━━━ Extracted information

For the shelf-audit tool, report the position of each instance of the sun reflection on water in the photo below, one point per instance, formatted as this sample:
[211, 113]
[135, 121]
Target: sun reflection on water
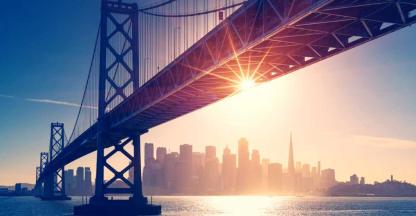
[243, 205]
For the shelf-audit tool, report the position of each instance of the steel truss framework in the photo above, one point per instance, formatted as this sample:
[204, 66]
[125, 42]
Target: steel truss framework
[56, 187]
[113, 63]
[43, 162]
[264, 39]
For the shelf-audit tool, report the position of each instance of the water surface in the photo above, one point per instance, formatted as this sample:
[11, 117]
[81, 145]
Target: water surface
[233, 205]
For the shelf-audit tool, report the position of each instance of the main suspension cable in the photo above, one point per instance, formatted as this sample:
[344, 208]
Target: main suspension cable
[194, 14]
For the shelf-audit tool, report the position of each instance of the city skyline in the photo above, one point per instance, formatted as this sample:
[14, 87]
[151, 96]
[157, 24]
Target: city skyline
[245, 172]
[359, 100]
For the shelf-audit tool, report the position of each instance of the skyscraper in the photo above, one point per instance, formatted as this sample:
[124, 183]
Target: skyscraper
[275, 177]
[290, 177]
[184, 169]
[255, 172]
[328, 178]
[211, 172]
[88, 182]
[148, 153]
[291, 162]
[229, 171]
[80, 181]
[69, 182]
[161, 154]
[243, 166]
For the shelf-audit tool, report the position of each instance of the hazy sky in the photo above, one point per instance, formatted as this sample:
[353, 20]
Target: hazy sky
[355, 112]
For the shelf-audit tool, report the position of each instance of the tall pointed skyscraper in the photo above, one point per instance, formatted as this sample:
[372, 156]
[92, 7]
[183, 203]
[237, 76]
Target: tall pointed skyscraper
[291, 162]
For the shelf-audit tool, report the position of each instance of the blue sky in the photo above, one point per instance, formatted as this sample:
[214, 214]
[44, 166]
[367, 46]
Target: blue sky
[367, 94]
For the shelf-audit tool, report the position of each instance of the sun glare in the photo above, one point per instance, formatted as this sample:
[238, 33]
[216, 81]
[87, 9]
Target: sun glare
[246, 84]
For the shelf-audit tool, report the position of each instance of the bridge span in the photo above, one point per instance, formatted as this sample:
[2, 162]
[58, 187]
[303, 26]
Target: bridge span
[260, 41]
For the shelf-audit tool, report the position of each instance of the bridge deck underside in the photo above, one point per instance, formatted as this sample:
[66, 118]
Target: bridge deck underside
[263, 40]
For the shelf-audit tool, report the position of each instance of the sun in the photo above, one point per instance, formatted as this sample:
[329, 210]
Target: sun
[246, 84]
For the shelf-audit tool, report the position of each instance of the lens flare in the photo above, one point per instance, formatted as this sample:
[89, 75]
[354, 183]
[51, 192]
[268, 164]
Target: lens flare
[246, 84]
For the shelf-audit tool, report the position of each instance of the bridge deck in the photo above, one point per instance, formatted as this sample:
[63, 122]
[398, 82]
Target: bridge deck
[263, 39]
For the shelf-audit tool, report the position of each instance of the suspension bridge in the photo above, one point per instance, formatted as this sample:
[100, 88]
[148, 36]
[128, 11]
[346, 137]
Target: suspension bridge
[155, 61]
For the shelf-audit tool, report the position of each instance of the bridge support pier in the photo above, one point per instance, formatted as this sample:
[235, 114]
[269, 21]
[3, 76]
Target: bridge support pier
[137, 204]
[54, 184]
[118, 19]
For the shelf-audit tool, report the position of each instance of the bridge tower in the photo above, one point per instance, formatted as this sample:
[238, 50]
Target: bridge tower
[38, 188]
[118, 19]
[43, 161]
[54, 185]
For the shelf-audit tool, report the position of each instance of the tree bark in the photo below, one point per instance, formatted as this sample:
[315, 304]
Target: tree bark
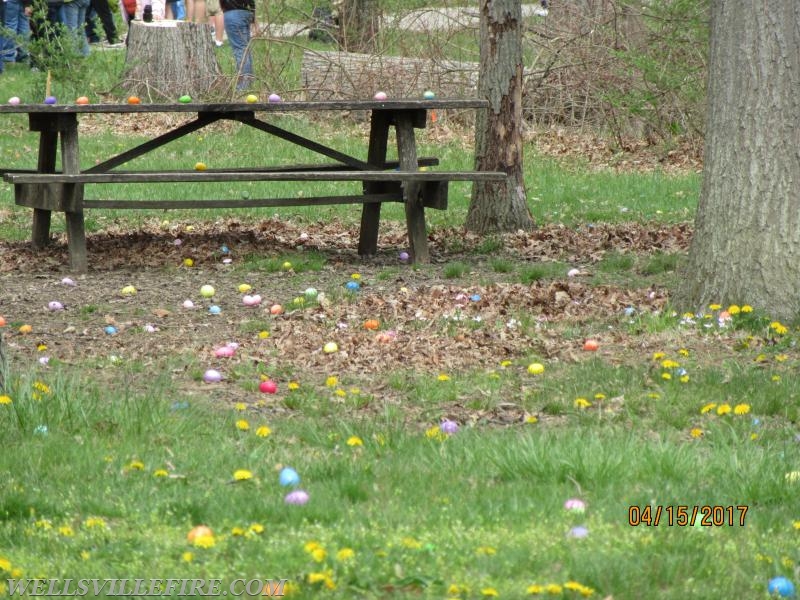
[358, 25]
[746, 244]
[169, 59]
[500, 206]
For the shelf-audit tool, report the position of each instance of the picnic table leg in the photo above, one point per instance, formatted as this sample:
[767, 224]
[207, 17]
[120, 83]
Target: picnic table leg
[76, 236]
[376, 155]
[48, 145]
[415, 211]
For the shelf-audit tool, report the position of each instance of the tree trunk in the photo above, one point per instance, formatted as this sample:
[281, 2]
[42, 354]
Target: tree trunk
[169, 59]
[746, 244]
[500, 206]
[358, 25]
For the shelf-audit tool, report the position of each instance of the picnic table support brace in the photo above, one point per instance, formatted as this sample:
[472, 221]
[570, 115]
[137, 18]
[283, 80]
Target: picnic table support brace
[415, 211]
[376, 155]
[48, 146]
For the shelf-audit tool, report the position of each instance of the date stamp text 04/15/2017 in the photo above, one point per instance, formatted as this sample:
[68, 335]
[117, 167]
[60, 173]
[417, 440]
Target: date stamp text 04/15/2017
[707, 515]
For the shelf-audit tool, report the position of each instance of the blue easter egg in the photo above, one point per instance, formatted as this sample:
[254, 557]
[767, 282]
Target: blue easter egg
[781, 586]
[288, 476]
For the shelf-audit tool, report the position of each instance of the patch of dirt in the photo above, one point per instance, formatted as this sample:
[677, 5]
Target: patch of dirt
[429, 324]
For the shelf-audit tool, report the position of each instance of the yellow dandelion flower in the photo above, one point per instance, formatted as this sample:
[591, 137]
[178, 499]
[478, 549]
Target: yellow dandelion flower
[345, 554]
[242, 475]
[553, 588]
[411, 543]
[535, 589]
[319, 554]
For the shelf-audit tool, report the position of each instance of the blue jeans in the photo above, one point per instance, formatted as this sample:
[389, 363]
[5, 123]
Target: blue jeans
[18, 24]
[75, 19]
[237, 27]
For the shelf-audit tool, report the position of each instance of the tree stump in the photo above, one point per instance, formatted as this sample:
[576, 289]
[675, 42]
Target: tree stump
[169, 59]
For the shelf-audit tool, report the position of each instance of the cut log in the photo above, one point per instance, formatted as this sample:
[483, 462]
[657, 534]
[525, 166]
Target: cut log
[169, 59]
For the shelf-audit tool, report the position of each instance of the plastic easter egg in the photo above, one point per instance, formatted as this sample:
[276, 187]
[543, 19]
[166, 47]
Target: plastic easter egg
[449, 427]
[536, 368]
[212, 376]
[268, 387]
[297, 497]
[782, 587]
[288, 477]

━━━━━━

What is being asked ::
Set the data above down again exactly as given, with no pictures.

Solution for this exercise ::
For the shelf-audit tool, report the position of each instance of the sun reflection on water in the photo below, one point per instance, formatted as this sample:
[211, 113]
[135, 121]
Target: sun reflection on water
[243, 205]
For the shelf-audit tool, report the position of each instance of the steel truss framework in the photo above, one point per instance, formatted as this sample:
[204, 66]
[125, 42]
Target: steel truss framework
[56, 187]
[113, 63]
[43, 162]
[264, 39]
For the shelf-audit tool, report the position of each instance of the water surface in the photo above, one point per instance, formatted as this sample:
[11, 117]
[81, 145]
Target: water surface
[233, 205]
For the shelf-audit tool, report the position of each instance of the main suspension cable in the photo above, one point per instance, formatted as this sample:
[344, 208]
Target: main suspension cable
[194, 14]
For the shelf-audit tool, report the position of each instance of the city skyline in the photo above, one point per instance, formatted as this sample:
[14, 87]
[151, 96]
[157, 24]
Target: city skyline
[245, 172]
[359, 100]
For the shelf-audit tool, report the position of each instance of the skyscraper in the photo above, one point per instance, formatted as this sample:
[124, 183]
Target: skyscraper
[275, 177]
[290, 177]
[184, 169]
[255, 172]
[328, 178]
[211, 172]
[88, 182]
[148, 153]
[291, 162]
[229, 171]
[80, 181]
[69, 182]
[161, 154]
[243, 166]
For the shelf-audit tool, report the position of each instance of the hazy sky in the photo above, one point per instance, formatted as this sample:
[353, 20]
Target: hazy sky
[355, 112]
For the shelf-audit tool, report the position of each instance of the tall pointed skyscraper in the photo above, one point per instance, formatted as this sample:
[372, 156]
[92, 7]
[183, 203]
[237, 76]
Target: tall pointed skyscraper
[291, 162]
For the shelf-audit tool, report the position of each instance of the blue sky in the photo above, one point per instance, formatted as this sample:
[214, 214]
[44, 166]
[367, 46]
Target: blue sky
[367, 94]
For the shelf-audit tool, report the position of each instance of the sun glare in the photo above, one point per instance, formatted as this sample:
[238, 33]
[216, 81]
[87, 9]
Target: sun glare
[246, 84]
For the shelf-audit tool, report the position of each instance of the bridge span in the photo above, one point per instance, formatted as this sample:
[2, 162]
[58, 187]
[303, 26]
Target: bridge span
[260, 41]
For the shelf-audit tool, report the position of each instance of the bridge deck underside in the photo above, one point per instance, formatted as this sample:
[66, 118]
Target: bridge deck underside
[263, 40]
For the shelf-audit tool, report the position of each instance of the sun in the photo above, one point per instance, formatted as this sample:
[329, 210]
Target: sun
[246, 84]
For the shelf-audit tool, report the position of each instance of the lens flare in the photo above, one point per instance, formatted as this sample:
[89, 75]
[354, 183]
[51, 192]
[268, 164]
Target: lens flare
[246, 84]
For the shelf-audit tool, report the position of each instance of the bridge deck in the photo above, one point per instance, formatted as this sample:
[63, 122]
[398, 82]
Target: bridge deck
[263, 39]
For the shelf-audit tool, report the position of each instance of the suspension bridge in the photo above, one point per instance, formatted as this sample:
[100, 88]
[148, 36]
[128, 11]
[346, 137]
Target: suspension bridge
[155, 61]
For the shelf-audit tool, report the position of each instance of the bridge support pier in the photo above, one point per instance, formatted as this sample:
[235, 114]
[269, 21]
[3, 76]
Target: bridge support pier
[137, 204]
[54, 184]
[118, 19]
For the shelf-audit tool, report the position of each instance of the bridge tower in the photo above, one point per instance, formatted as this sample:
[238, 50]
Target: bridge tower
[38, 188]
[118, 19]
[43, 161]
[54, 185]
For the shelf-audit tool, report the position of each instance of the tree bark in the photo below, one point per instance, formatted as this sample:
[315, 304]
Target: tree bark
[358, 25]
[746, 244]
[169, 59]
[500, 206]
For the shelf-audit tool, report the position of each instance of the picnic table leg in the photo above, one point per instance, formatted as this sample:
[767, 224]
[207, 17]
[120, 83]
Target: picnic table leg
[76, 236]
[376, 155]
[48, 145]
[415, 211]
For the shelf-audit tool, report the position of each instance of the tree trunk in the photo above, one point per instance, formatted as this sample:
[281, 2]
[42, 354]
Target: tree trunk
[169, 59]
[746, 244]
[500, 206]
[358, 25]
For the shelf-audit tool, report the position of each instance of the picnic table support brace in the photo above, one point per instance, formatted as this sample:
[472, 221]
[570, 115]
[137, 18]
[283, 80]
Target: picnic table support brace
[415, 211]
[376, 155]
[48, 146]
For the shelf-audit tool, report the position of each instance of the date stamp text 04/15/2017 in the photo above, one point per instance, formatted as this sample:
[68, 335]
[117, 167]
[60, 173]
[417, 440]
Target: date stamp text 04/15/2017
[707, 515]
For the shelf-audit tool, report the position of each instance of the blue easter egg in the photo above, one point per instance, formatted as this sample:
[254, 557]
[767, 282]
Target: blue easter egg
[781, 586]
[288, 476]
For the shelf-audit tool, report the position of each instance of the patch of dirt in the photo above, one point per instance, formatted as this sample:
[677, 5]
Target: patch of dirt
[429, 324]
For the shelf-audit tool, report the position of each instance of the yellow dandelion flower in the photo above, one point per instance, formatted as this sample:
[591, 137]
[178, 499]
[478, 549]
Target: yellow dandelion flower
[345, 554]
[242, 475]
[553, 588]
[411, 543]
[535, 589]
[319, 554]
For the shelf-audit tool, report the position of each instance of the blue jeans in the photo above, one point per instance, formatted as this sample:
[389, 363]
[5, 123]
Target: blue jeans
[18, 24]
[75, 19]
[237, 27]
For the shelf-audit tool, report the position of each instance of the tree stump in the photo above, one point per instance, formatted as this sample:
[576, 289]
[675, 42]
Target: tree stump
[169, 59]
For the shelf-audit tool, report the position of each instance of the cut log in the photo above, one point per instance, formatted as this sample:
[483, 462]
[657, 534]
[525, 166]
Target: cut log
[169, 59]
For the shelf-audit tool, report the position of each instance of the plastic easter egg in the photo above, one point per instance, formatted as this sample:
[276, 187]
[543, 19]
[166, 47]
Target: plastic easter egg
[449, 427]
[536, 368]
[212, 376]
[268, 387]
[297, 497]
[782, 587]
[288, 477]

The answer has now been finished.